Text block →
So, what about the lead character, Fanny? Well she is real. Frances ‘Fanny’ Steloff was the lady who founded and ran the Gotham Book Mart shop in New York in 1920. She was still running it in the late sixties when Roberson visited to study Bergman’s and Bunuel’s film scripts of which she had plenty. Robertson spent hours there and gained much inspiration for this song. Fanny died in April 1989 at the age of 101 and the book store eventually closed in 2007.
As for the rest of the song’s characters, well they are all based on real people as Levon Helm explained in his autobiography This Wheel’s on Fire: Levon Helm and The Story of The Band: “‘Luke’ was Jimmy Ray Paulman. ‘Young Anna Lee’ was Anna Lee Williams from Turkey Scratch. ‘Crazy Chester’ was a guy we all knew from Fayetteville who came into town on Saturdays wearing a full set of cap guns on his hips and kinda walked around town to help keep the peace if you follow me. He was like Hopalong Cassidy, and he was a friend of the Hawks, the backing band of Ronnie Hawkins. Ronnie would always check with Crazy Chester to make sure there wasn’t any trouble around town and Chester would reassure him that everything was peaceable and not to worry because he was on the case. Two big cap guns, he wore, plus a toupee!”
In turn, the opening line was another inspiration to the Scottish rock band, Nazareth, led by Dan McCafferty, who took their name from that line.
There is also a dispute over the writing credit. The record label credits J. R. Robertson and then proceeds to list the band members – Jaime Robbie Robertson, Rick Danko, Richard Manuel, Gareth Hudson & Levon Helm. There are three different vocalists on the song with Helm taking lead on the first three verses, Danko takes the fourth and Richard Manuel who harmonises. Some members of the group have said that they contributed to it but were not credited thus causing tension in The Band.
The song has been covered by a diverse range of acts including Aretha Franklin, Diana Ross & The Supremes and The Temptations, Paul Jones, Bob Dylan, Joan Osborne, The Black Crowes, Dionne Warwicke, Joe Cocker, Weezer and Garth Brooks. The biggest hit version in the U.S. was by Aretha Franklin who peaked at number 19.
The Band split in 1977 with various member doing their own thing. Robertson turned his hand to production and worked with Neil Diamond producing his 1976 hit Beautiful Noise. They reformed in 1983 but without Robertson and ran through until 1999. In 1986, Richard Manuel, after being clean for a few years returned to drugs and alcohol and took his own life in a motel room. They received a Lifetime Achievement Grammy Award in 2008 and four years later Levon Helm lost his battle with throat cancer. At the 2013 Grammy Award ceremony, The Weight was performed by Mavis Staples with Mumford & Sons, The Zac Brown band and Elton John. On Elton John’s 1971 album Madman Across the Water, there is a track called Levon which at the time many, rightly speculated was about the drummer, but later on lyricist Bernie Taupin says that he simply made the name up because he likes it, and the song has nothing to do with Helm. No, I’m not convinced either!
Back at the start, Robertson believed in this song but didn’t expect it to become as well known and covered as many times as it did saying, “I had thought, here’s a little tune, if some of these others don’t work out as well as expected I’ve got something to fall back on here. I didn’t recognise at the time that it was real good. When you’re inside looking out sometimes you just can’t see it clearly. But it was definitely one of those songs.”

(Stored entries)
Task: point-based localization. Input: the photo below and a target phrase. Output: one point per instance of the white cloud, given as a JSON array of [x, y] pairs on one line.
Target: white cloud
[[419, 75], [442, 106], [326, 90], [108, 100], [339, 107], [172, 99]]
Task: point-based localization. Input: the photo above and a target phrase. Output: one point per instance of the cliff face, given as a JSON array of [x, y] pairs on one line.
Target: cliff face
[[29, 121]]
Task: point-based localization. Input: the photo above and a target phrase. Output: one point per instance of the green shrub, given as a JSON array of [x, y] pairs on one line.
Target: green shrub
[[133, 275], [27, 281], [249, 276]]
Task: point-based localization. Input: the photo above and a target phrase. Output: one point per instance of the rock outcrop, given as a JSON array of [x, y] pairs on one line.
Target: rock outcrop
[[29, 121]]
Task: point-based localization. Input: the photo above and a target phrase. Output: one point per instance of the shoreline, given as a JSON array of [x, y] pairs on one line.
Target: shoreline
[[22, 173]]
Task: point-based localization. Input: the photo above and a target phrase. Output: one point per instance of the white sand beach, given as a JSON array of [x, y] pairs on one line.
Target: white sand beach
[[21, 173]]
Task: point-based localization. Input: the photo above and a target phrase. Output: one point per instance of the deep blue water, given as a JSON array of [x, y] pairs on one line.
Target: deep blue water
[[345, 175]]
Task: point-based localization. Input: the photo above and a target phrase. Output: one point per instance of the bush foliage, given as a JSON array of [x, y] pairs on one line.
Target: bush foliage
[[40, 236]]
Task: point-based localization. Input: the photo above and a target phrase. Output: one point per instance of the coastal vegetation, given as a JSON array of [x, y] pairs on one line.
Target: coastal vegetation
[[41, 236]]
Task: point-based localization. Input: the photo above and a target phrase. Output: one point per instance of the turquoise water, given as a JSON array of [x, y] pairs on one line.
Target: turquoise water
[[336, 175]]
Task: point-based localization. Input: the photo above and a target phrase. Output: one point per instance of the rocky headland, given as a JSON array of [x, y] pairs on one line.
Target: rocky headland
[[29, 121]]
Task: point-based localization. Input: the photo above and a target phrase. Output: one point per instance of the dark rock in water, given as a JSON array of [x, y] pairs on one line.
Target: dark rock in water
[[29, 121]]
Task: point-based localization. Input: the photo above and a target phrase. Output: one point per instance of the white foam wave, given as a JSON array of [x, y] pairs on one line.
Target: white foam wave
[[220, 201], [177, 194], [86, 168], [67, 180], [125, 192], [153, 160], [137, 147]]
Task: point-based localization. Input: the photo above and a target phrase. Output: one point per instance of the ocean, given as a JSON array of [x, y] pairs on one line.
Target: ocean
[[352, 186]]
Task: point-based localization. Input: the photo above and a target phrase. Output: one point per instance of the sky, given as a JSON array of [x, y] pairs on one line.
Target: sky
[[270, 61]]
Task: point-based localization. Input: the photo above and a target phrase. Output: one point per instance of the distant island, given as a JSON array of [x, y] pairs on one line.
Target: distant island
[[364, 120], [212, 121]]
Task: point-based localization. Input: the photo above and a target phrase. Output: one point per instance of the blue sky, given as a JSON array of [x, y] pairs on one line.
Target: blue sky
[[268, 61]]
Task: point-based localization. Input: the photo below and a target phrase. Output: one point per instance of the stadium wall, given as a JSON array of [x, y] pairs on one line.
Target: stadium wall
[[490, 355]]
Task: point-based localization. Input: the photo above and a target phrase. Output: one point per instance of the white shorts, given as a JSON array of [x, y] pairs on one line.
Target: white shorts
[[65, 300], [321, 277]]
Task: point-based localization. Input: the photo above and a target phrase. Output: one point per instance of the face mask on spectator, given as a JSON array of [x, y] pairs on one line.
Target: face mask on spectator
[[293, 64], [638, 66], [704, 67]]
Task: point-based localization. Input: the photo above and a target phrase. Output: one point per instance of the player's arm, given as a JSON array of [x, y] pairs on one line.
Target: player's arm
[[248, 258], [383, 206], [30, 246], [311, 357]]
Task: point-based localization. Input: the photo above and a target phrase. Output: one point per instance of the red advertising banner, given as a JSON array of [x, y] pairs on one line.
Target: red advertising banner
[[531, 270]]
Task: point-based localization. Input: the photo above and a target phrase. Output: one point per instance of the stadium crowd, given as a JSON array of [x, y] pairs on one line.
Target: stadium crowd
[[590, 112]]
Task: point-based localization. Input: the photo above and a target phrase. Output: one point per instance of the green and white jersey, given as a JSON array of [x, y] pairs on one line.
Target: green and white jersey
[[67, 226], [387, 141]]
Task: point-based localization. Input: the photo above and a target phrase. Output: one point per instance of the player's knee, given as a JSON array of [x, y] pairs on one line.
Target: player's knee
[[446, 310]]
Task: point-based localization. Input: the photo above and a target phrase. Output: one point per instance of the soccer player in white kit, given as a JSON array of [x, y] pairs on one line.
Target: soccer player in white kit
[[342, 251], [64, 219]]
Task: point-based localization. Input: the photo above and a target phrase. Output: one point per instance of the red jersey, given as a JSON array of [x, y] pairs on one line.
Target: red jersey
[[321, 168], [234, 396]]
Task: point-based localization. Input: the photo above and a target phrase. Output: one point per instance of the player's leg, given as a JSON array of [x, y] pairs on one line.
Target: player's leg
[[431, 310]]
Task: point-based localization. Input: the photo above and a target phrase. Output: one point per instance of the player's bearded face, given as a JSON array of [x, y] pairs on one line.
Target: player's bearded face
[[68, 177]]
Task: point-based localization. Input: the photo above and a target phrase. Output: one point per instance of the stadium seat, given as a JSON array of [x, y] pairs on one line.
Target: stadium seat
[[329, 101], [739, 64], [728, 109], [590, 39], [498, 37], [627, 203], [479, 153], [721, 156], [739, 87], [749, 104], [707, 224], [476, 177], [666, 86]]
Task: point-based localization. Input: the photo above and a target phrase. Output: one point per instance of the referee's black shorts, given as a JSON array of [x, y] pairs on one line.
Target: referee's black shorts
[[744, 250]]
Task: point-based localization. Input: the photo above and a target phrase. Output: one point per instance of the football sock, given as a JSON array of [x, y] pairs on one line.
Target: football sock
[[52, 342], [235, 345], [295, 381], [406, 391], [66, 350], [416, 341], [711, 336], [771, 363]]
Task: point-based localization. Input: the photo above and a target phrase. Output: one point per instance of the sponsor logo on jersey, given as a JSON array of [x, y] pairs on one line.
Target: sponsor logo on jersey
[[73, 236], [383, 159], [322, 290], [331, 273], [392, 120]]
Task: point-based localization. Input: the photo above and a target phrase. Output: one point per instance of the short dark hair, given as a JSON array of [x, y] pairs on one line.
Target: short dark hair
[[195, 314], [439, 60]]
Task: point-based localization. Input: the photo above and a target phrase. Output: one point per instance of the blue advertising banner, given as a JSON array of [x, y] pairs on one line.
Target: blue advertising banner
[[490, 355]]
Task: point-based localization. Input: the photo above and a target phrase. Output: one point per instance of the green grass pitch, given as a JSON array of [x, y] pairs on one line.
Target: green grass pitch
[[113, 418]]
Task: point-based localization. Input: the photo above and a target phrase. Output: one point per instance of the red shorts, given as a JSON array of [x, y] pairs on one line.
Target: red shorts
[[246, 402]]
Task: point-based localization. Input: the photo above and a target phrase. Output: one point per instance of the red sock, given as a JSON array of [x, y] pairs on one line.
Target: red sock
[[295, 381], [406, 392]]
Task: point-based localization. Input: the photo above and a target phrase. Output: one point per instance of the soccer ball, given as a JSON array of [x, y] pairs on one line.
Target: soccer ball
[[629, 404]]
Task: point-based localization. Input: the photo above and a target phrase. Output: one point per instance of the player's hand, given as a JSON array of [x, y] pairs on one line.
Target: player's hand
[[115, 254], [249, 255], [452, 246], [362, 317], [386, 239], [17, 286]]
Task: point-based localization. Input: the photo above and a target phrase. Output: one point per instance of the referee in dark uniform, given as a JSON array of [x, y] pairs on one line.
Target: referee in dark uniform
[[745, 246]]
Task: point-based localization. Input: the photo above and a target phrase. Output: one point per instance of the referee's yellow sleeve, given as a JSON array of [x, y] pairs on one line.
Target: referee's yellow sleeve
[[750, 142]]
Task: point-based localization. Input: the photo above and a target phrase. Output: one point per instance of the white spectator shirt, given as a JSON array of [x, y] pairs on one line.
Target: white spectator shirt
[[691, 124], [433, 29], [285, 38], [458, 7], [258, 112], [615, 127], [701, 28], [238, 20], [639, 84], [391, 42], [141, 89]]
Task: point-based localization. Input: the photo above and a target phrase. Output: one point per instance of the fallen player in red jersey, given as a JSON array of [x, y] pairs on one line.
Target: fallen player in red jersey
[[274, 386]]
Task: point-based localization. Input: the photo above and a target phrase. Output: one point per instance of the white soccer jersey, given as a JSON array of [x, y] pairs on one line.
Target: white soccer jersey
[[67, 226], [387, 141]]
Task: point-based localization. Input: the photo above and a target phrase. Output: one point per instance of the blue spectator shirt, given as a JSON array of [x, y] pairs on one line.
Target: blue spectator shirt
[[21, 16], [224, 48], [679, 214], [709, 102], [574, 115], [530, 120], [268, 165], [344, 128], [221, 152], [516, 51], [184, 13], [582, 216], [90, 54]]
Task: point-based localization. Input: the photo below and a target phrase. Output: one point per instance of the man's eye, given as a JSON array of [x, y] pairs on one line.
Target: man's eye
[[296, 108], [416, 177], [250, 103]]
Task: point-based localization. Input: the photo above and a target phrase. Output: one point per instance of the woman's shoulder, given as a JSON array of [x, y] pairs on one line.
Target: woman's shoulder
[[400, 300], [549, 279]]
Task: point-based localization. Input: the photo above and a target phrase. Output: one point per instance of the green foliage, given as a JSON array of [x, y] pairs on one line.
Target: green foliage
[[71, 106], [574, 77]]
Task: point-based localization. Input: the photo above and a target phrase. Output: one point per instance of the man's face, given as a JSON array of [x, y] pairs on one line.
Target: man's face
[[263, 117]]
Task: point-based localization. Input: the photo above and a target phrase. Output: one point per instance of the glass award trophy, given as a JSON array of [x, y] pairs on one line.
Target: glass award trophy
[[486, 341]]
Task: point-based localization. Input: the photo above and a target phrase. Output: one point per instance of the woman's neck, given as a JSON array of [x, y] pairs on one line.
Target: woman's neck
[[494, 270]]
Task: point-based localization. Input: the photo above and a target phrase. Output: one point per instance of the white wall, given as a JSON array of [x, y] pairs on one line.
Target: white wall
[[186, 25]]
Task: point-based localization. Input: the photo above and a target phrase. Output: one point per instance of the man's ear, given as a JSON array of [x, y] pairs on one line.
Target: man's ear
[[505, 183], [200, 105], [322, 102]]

Task description → In the text about The Band, starting at "There is also" and ending at "at number 19.", switch "vocalists" to "singers" and give that part again.

Result →
There is also a dispute over the writing credit. The record label credits J. R. Robertson and then proceeds to list the band members – Jaime Robbie Robertson, Rick Danko, Richard Manuel, Gareth Hudson & Levon Helm. There are three different singers on the song with Helm taking lead on the first three verses, Danko takes the fourth and Richard Manuel who harmonises. Some members of the group have said that they contributed to it but were not credited thus causing tension in The Band.
The song has been covered by a diverse range of acts including Aretha Franklin, Diana Ross & The Supremes and The Temptations, Paul Jones, Bob Dylan, Joan Osborne, The Black Crowes, Dionne Warwicke, Joe Cocker, Weezer and Garth Brooks. The biggest hit version in the U.S. was by Aretha Franklin who peaked at number 19.